▶ **Your assignment**
Can you reproduce, word for word, the records starting with the line that contains "Produce, for each" and going on through the line that contains "positive clicks: (294, 257)", with both of those lines included?

▶ **Data for review**
=== Section Start ===
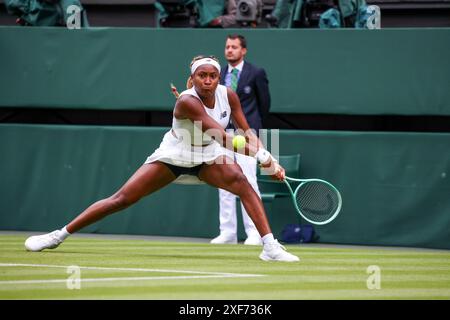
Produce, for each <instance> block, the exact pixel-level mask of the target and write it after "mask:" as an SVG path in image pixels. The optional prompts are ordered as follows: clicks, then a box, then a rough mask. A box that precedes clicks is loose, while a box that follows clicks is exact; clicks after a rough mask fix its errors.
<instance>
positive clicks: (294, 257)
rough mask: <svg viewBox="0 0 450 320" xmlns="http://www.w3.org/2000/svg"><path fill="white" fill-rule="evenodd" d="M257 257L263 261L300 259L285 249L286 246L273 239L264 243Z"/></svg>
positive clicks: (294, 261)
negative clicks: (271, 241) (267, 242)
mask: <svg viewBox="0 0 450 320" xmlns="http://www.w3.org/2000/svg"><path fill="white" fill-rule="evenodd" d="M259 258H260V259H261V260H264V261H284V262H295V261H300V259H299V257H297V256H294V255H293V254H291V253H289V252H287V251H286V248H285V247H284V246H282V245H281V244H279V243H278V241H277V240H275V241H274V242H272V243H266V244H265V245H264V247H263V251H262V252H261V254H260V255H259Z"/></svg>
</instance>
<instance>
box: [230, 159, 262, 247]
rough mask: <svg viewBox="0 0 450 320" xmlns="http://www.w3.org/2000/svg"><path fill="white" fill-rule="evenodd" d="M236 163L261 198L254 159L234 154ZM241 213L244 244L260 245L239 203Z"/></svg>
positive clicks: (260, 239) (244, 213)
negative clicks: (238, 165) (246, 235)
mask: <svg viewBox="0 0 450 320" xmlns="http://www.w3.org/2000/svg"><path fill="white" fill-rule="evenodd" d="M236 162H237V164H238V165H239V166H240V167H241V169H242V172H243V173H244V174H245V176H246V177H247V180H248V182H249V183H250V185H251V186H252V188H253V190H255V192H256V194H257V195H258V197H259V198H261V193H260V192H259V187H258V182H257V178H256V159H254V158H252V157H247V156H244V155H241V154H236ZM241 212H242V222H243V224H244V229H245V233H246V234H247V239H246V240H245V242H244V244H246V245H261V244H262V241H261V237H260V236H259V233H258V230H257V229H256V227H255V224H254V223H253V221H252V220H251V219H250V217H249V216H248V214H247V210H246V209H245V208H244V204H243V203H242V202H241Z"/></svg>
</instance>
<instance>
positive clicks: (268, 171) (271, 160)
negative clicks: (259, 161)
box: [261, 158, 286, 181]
=== Section End ===
=== Section Start ===
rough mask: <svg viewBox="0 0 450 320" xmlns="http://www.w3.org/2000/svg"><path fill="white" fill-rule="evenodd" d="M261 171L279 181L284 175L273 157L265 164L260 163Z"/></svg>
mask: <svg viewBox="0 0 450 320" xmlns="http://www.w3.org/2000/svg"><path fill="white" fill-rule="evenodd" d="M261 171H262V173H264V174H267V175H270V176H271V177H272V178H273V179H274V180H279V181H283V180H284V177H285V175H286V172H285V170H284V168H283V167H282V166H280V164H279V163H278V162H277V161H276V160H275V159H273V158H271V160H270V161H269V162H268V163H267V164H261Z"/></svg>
=== Section End ===
▶ **Result**
Produce, for each <instance> block, the exact pixel-level mask of the target and write it after "mask:" as an SVG path in image pixels. The optional prompts are ordered as follows: clicks, then a box, then a rough mask. A box that precedes clicks is loose, while a box that follows clicks is exact; clicks after a rough mask fix its errors.
<instance>
positive clicks: (294, 257)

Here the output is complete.